*Yang Harus Dikerjakan*. Menurut teks tentang tradisi malamang, apa saja tugas yang dibagi di antara warga dalam proses pembuatan lemang?

*Teks Bacaan*.
==========
Mengungkap Tradisi Malamang sebagai Alat Komunikasi Masyarakat Padang Pariaman

Penulis: Muhammad Habib Huzaihfa/2210742021

Mengungkap Tradisi Malamang sebagai Alat Komunikasi Masyarakat Padang Pariaman

Penulis: Muhammad Habib Huzaihfa/2210742021

Jurusan: Sastra Minangkabau Universitas Andalas

 

Pembahasan

Di Sumatera Barat, khususnya di Kabupaten Padang Pariaman, membuat lemang (malamang) bukan hanya sekedar tradisi kuliner khas masyarakat setempat, tetapi merupakan tradisi turun-temurun yang sangat erat dengan kehidupan masyarakat di sana. Membuat lemang telah menjadi kegiatan rutin yang dilakukan hampir di setiap acara adat atau keagamaan. Lemang tidak hanya dijadikan makanan, tetapi juga sebagai media komunikasi dan interaksi sosial di antara warga masyarakat. Proses pembuatan lemang melibatkan banyak orang dan tidak bisa dilakukan sendiri. Ada yang bertugas mencari bahan baku, mencari wadah (talang atau bambu), mencari kayu bakar, dan mempersiapkan hal-hal lain yang dibutuhkan. Dengan demikian, pembuatan lemang menjadi sarana bagi masyarakat untuk saling bekerja sama dan berinteraksi satu sama lain.
==========
*Data Mentah*.
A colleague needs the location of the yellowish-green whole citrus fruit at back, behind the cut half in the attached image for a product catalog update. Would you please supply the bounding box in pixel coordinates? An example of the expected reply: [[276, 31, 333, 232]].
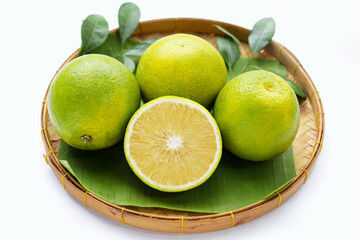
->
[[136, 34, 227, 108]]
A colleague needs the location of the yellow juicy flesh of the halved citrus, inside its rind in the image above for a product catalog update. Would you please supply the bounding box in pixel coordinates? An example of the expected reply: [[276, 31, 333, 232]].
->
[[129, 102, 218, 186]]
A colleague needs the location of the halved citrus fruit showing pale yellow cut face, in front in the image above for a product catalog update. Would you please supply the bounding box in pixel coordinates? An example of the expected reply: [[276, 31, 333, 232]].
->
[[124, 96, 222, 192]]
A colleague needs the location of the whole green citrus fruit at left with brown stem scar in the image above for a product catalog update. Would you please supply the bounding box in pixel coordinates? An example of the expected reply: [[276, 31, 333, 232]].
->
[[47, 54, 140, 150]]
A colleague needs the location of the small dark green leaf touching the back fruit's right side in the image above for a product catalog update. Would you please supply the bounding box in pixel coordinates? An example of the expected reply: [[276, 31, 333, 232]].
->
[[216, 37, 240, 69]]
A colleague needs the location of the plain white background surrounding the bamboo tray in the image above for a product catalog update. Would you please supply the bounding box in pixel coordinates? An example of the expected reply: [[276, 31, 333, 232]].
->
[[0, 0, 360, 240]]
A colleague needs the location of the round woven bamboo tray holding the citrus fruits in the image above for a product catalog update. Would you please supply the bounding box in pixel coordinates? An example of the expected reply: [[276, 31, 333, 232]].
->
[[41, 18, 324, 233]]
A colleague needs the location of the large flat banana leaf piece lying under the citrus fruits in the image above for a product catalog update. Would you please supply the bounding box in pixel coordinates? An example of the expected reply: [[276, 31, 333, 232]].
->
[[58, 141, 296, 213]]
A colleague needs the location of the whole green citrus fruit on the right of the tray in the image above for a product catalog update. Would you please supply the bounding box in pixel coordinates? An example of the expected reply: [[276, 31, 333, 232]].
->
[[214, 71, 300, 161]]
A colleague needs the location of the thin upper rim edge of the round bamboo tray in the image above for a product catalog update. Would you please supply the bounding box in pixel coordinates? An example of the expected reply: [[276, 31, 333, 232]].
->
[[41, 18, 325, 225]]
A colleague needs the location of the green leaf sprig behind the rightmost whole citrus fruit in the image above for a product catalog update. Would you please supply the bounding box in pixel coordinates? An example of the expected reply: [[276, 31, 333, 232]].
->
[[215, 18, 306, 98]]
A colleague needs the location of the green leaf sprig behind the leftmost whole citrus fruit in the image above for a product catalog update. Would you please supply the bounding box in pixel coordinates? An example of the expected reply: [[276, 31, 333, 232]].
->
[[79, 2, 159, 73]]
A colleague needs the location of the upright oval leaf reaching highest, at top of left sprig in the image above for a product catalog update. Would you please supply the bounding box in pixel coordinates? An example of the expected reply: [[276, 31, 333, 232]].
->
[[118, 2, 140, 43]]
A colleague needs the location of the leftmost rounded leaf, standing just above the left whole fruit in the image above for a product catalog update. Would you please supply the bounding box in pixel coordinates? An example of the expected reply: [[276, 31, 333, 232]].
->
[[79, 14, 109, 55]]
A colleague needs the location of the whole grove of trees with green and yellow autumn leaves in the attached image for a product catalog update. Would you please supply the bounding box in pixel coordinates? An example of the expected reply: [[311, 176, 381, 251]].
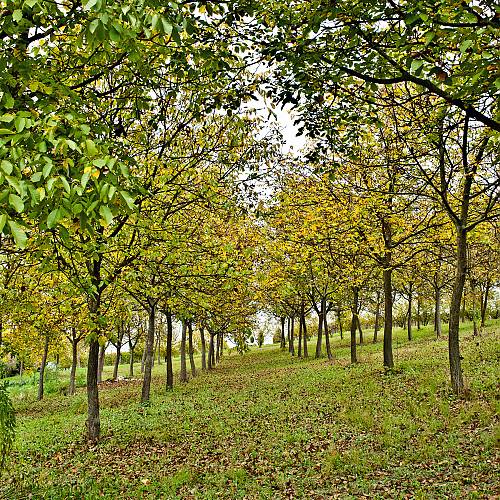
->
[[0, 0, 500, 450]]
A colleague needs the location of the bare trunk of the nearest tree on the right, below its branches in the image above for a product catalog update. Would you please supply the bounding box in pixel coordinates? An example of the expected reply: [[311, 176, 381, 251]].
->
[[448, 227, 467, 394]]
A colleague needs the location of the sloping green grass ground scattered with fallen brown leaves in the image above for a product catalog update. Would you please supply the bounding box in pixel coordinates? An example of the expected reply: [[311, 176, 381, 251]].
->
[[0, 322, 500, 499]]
==========
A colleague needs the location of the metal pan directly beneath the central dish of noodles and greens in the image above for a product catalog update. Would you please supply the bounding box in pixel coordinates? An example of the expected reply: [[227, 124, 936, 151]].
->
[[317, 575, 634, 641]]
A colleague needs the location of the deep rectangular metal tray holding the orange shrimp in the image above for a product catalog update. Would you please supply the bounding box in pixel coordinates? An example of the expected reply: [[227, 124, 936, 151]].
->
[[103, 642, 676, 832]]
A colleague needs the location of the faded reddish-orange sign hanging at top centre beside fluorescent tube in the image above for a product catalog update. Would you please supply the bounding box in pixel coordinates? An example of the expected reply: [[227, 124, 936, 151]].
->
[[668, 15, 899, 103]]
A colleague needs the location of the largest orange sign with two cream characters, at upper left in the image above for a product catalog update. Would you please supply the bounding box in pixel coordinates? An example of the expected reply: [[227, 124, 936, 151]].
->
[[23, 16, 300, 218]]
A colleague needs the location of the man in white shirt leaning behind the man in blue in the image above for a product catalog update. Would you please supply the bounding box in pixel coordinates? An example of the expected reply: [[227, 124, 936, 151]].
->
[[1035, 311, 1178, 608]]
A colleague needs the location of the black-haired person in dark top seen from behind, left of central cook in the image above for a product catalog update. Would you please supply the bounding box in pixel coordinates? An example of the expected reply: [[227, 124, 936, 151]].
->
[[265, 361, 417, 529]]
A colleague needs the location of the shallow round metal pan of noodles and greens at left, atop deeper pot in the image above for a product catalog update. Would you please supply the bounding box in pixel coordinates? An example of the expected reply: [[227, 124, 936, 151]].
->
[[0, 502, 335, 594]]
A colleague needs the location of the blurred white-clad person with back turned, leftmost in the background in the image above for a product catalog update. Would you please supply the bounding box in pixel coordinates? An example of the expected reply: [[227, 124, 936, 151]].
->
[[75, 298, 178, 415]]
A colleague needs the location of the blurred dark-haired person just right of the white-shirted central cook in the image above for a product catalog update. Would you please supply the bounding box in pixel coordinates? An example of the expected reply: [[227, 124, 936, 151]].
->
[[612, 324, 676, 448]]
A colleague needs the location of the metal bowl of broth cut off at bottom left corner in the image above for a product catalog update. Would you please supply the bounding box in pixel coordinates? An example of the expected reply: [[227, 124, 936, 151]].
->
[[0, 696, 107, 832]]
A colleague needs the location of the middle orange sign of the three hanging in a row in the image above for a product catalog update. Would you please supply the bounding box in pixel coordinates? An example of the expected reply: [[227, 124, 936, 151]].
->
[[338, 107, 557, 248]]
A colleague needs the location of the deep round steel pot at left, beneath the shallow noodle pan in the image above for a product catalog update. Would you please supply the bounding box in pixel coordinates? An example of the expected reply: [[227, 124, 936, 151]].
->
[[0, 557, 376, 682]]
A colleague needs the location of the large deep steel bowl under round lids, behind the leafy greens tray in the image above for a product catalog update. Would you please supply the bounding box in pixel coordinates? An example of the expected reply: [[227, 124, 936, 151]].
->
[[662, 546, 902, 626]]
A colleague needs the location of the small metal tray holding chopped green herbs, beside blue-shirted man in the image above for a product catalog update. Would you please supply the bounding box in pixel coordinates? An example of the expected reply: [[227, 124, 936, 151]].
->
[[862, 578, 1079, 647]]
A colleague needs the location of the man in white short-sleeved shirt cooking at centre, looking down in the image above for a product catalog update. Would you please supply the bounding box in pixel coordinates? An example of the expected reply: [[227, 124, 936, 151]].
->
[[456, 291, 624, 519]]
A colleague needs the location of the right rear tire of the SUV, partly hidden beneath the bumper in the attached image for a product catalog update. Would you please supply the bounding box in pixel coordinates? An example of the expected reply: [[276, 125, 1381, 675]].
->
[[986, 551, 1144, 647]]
==========
*Hasil Tugas*. Mencari bahan baku, mencari wadah (talang atau bambu), mencari kayu bakar, dan mempersiapkan hal-hal lain yang dibutuhkan.